Please extract every line in the items below that contains the string "surface".

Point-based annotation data
━━━━━━━━
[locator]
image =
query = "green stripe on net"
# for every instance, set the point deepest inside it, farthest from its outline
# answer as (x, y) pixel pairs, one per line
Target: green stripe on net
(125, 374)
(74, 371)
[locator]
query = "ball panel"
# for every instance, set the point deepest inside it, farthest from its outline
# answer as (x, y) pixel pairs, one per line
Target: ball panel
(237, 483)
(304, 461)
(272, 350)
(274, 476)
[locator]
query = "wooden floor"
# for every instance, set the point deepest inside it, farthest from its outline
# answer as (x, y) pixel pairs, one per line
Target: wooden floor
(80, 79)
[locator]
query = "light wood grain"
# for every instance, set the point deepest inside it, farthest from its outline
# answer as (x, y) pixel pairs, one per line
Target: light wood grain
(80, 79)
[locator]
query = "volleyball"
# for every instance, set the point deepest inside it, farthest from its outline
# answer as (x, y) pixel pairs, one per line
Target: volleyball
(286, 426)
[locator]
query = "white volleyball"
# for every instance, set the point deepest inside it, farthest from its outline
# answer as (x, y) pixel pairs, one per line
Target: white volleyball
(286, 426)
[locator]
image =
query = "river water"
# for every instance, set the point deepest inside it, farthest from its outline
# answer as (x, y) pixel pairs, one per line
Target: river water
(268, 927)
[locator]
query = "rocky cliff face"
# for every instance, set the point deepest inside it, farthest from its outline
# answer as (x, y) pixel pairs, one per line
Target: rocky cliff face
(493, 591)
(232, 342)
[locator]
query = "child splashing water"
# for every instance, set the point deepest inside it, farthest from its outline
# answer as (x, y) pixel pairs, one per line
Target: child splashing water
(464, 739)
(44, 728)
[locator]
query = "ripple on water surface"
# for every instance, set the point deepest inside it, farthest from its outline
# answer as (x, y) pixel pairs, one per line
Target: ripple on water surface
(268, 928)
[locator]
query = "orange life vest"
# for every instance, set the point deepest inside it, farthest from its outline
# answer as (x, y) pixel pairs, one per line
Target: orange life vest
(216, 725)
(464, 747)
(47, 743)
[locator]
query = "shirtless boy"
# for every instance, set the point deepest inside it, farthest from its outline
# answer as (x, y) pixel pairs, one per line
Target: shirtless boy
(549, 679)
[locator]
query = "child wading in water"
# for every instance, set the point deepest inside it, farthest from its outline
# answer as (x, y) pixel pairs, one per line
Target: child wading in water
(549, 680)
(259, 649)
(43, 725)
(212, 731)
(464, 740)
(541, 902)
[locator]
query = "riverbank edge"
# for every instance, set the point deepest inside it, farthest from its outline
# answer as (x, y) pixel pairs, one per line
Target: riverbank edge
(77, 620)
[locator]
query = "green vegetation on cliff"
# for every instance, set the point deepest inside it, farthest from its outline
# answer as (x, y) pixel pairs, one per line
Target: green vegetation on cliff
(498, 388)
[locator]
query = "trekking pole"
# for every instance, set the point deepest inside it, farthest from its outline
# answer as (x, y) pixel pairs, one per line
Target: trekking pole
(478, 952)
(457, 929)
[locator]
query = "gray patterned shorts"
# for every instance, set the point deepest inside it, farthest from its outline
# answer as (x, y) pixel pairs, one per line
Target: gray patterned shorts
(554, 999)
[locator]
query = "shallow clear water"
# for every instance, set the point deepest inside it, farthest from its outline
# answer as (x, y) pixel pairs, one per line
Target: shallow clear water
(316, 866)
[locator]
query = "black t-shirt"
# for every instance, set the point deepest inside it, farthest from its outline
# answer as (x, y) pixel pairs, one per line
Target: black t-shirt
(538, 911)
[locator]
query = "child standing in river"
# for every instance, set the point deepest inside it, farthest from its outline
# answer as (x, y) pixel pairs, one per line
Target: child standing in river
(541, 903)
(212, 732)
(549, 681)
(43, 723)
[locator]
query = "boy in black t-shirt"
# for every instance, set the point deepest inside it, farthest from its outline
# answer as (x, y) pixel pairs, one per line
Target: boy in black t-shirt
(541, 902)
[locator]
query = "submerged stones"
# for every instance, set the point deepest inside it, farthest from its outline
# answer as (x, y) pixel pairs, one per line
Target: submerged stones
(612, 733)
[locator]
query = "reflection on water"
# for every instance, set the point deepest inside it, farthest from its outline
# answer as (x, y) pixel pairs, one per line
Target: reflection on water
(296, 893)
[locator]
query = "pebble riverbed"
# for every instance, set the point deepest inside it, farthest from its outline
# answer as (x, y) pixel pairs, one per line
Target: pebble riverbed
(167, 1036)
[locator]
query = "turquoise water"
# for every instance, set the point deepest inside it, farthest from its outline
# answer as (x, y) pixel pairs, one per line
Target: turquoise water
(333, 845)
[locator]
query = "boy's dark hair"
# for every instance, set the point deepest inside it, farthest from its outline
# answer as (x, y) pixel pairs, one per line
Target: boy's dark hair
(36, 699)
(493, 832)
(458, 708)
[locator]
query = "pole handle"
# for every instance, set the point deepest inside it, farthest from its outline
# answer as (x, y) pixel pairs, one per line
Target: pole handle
━━━━━━━━
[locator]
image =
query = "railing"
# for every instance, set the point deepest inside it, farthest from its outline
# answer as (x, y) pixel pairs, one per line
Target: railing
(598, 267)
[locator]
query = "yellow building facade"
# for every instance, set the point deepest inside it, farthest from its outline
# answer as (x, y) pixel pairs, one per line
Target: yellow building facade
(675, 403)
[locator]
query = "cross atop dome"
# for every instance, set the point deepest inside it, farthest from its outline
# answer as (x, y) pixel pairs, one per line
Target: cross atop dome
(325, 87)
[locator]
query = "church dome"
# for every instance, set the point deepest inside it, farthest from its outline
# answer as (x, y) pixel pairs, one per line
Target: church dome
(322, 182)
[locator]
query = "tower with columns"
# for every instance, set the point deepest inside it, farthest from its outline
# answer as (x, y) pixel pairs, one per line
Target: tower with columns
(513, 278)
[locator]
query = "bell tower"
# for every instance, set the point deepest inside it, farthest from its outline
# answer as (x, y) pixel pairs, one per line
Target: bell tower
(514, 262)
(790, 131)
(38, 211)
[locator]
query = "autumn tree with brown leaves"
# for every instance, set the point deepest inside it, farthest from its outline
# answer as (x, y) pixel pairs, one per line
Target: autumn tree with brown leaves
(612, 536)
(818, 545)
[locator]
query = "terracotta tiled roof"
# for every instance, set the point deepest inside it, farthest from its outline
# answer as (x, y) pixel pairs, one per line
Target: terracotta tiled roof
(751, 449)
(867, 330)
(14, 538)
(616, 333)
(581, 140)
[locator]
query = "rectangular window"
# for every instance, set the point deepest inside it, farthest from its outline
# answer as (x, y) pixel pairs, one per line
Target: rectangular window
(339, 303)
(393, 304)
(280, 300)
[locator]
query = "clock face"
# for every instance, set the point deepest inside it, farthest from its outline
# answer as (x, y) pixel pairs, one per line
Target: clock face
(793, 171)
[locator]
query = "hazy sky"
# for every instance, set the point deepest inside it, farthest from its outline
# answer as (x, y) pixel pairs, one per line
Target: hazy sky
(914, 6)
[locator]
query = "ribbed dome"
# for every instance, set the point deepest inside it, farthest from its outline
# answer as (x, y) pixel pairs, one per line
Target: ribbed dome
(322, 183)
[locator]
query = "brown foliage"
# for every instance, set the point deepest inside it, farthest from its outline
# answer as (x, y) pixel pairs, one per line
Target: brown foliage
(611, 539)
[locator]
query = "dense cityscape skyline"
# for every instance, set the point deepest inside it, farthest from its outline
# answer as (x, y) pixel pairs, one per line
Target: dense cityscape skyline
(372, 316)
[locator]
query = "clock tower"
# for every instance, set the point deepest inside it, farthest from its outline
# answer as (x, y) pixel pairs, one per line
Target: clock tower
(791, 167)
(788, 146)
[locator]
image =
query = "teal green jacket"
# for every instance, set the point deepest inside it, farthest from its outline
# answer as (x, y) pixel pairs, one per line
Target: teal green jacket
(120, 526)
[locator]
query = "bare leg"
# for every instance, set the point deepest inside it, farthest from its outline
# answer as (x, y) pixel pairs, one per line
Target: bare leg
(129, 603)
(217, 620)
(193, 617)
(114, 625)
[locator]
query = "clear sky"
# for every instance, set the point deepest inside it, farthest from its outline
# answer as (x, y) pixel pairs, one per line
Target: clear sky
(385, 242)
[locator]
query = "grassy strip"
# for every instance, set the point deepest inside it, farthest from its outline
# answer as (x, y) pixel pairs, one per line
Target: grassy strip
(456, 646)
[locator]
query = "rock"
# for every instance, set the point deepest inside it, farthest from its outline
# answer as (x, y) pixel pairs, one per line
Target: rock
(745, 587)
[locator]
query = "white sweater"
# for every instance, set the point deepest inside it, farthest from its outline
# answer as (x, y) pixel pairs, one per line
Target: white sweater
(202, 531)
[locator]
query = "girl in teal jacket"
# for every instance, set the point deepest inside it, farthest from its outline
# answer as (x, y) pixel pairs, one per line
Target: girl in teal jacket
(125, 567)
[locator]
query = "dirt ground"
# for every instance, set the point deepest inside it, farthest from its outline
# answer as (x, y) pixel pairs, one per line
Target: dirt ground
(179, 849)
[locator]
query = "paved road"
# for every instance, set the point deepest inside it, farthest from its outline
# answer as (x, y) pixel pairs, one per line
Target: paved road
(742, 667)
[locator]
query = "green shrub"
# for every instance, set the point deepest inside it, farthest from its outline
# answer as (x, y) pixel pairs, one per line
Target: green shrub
━━━━━━━━
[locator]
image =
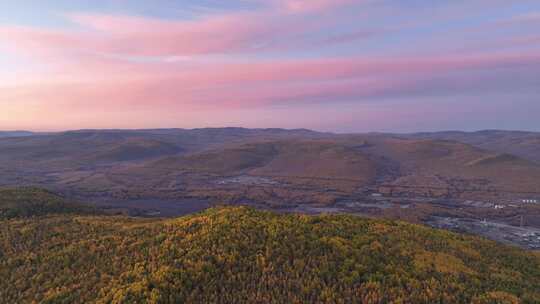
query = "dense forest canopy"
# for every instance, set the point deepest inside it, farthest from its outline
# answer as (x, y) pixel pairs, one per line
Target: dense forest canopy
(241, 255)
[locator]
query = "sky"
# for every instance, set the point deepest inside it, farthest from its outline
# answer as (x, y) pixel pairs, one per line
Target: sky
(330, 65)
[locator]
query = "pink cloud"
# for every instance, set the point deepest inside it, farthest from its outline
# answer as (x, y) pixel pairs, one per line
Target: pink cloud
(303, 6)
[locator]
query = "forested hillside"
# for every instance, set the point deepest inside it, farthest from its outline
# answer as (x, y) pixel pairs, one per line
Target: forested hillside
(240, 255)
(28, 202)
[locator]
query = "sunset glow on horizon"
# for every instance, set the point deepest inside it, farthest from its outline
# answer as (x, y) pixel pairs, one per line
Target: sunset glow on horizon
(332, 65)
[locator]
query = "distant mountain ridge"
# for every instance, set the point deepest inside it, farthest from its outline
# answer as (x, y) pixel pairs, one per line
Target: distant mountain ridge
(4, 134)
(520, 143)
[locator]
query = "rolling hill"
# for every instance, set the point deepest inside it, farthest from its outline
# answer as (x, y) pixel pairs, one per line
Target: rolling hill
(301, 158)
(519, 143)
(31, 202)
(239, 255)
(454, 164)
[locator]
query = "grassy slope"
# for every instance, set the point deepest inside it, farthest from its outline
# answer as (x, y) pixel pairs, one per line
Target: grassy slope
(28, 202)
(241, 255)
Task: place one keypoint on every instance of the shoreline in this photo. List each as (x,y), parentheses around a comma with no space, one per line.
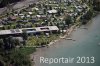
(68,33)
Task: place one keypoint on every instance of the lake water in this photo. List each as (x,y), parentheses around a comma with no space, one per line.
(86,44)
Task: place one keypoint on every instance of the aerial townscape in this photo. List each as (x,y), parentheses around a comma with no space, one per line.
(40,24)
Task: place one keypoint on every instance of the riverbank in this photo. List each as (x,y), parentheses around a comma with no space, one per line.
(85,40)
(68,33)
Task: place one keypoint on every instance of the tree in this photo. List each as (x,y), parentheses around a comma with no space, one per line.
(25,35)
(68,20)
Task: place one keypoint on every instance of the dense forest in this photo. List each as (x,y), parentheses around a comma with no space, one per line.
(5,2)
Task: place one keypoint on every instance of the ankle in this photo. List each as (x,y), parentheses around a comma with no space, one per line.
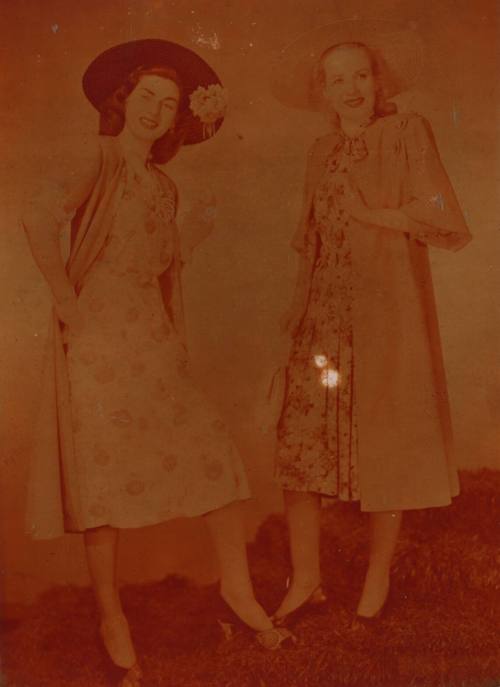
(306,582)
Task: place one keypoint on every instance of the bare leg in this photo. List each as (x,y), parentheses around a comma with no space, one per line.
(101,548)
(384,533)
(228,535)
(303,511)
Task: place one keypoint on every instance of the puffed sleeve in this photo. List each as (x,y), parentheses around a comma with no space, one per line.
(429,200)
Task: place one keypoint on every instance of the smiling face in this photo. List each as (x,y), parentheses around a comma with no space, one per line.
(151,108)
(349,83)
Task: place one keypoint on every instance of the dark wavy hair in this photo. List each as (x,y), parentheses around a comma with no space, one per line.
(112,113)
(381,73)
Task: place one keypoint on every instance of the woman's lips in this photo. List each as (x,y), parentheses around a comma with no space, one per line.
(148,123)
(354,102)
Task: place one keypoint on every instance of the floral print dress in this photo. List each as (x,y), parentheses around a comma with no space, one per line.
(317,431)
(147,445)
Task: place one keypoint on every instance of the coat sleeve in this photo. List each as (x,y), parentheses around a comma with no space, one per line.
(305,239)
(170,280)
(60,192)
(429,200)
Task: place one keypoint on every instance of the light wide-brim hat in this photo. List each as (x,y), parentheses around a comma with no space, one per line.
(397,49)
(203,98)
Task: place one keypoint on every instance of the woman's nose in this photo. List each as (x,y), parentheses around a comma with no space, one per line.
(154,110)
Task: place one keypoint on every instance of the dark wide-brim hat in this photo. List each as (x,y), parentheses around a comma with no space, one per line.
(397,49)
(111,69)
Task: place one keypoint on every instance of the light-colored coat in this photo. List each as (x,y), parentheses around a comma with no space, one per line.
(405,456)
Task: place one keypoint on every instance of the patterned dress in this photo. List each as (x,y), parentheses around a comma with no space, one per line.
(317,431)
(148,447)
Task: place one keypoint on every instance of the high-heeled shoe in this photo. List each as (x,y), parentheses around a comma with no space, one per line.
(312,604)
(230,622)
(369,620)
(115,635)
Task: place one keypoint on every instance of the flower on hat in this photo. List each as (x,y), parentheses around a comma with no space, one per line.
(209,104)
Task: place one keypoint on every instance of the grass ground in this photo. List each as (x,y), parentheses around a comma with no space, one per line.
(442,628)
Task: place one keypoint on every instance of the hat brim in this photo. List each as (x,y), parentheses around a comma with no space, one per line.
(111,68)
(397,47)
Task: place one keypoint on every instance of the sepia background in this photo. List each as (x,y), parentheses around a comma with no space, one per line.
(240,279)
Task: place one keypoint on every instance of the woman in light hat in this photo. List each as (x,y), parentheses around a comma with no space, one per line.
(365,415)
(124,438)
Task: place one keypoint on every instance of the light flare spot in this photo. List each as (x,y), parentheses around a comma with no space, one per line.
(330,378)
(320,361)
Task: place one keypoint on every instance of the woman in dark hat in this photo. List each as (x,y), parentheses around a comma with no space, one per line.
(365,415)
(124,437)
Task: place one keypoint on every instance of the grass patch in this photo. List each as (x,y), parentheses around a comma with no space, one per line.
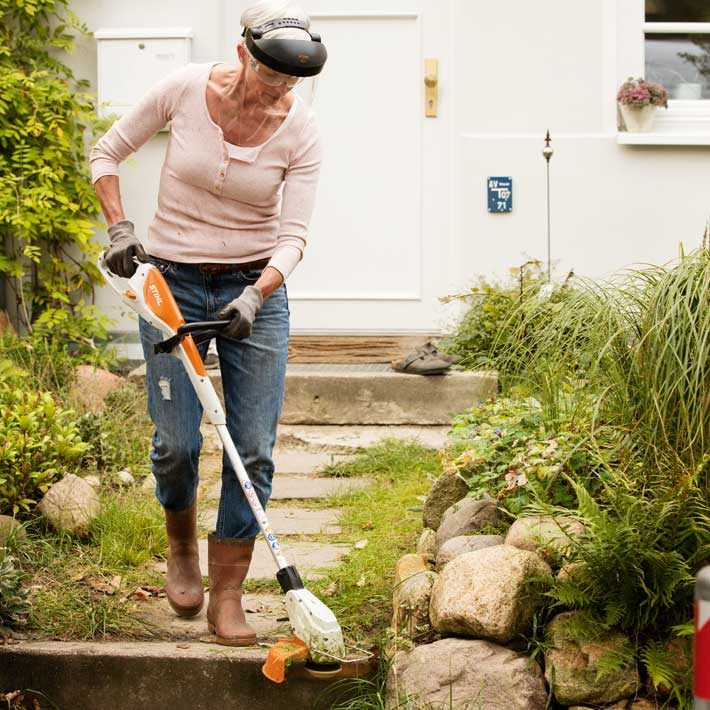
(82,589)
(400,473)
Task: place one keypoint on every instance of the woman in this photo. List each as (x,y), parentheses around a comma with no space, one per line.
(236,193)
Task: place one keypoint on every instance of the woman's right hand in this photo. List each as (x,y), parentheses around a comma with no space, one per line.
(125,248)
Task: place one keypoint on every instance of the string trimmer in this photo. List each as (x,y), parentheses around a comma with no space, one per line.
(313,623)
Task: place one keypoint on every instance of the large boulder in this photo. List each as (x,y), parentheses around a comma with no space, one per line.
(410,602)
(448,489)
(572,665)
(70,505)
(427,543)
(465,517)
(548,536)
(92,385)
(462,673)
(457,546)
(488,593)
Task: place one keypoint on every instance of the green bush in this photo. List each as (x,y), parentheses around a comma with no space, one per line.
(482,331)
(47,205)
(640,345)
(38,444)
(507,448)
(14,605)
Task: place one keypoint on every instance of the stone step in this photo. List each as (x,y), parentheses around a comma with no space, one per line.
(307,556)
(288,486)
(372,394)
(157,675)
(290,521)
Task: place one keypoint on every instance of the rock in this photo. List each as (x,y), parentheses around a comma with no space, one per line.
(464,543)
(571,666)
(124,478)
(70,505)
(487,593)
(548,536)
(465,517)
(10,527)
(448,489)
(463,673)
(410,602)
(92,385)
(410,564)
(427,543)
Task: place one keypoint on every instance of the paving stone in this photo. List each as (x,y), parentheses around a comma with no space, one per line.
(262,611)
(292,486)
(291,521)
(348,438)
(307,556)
━━━━━━━━
#### Reply:
query = "ripple on water surface"
Target: ripple on water surface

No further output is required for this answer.